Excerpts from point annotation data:
○ ○ ○
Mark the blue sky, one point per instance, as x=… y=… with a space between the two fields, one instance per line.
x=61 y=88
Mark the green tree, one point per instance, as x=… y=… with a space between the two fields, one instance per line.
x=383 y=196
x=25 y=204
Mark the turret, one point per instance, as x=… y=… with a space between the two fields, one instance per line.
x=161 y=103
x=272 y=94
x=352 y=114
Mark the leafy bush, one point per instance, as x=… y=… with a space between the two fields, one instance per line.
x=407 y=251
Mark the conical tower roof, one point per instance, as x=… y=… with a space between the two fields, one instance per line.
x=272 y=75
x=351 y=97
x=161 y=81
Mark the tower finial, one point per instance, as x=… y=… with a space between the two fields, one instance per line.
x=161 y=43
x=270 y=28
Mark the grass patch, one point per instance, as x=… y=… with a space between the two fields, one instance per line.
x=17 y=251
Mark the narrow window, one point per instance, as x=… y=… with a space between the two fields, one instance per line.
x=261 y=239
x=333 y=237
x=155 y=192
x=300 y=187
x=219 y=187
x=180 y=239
○ ○ ○
**Task directions:**
Repeat the listing in full, keeping every line exactly as it is.

**Finished answer:**
Mark the blue sky, one point per instance, as x=… y=… with a space between the two fields, one instance per line.
x=61 y=88
Mark the green tree, one point per instance, as x=… y=… with a space between the two fields, one instance per line.
x=383 y=196
x=25 y=204
Mark the turret, one point per instance, as x=… y=… with a space between the two fields, one instance per line.
x=161 y=103
x=272 y=94
x=352 y=114
Mark the leafy bush, one point per instance, as x=… y=… with a space between the two fields, one instance per line.
x=407 y=251
Mark the conical tower roof, one point per instance, as x=… y=… with a space between the two fields, one instance per line.
x=272 y=75
x=351 y=97
x=161 y=81
Mark the tower finial, one point per instance, as x=… y=… with a space between the two fields, one instance per line.
x=161 y=43
x=270 y=28
Mark the grass patch, one point per instance, as x=… y=… with a space between the two fields, one instance per line.
x=17 y=251
Mark the narrow window, one point per instance, as x=… y=… with a space between the two fields, one instance per line.
x=261 y=239
x=333 y=237
x=155 y=192
x=300 y=187
x=219 y=187
x=180 y=239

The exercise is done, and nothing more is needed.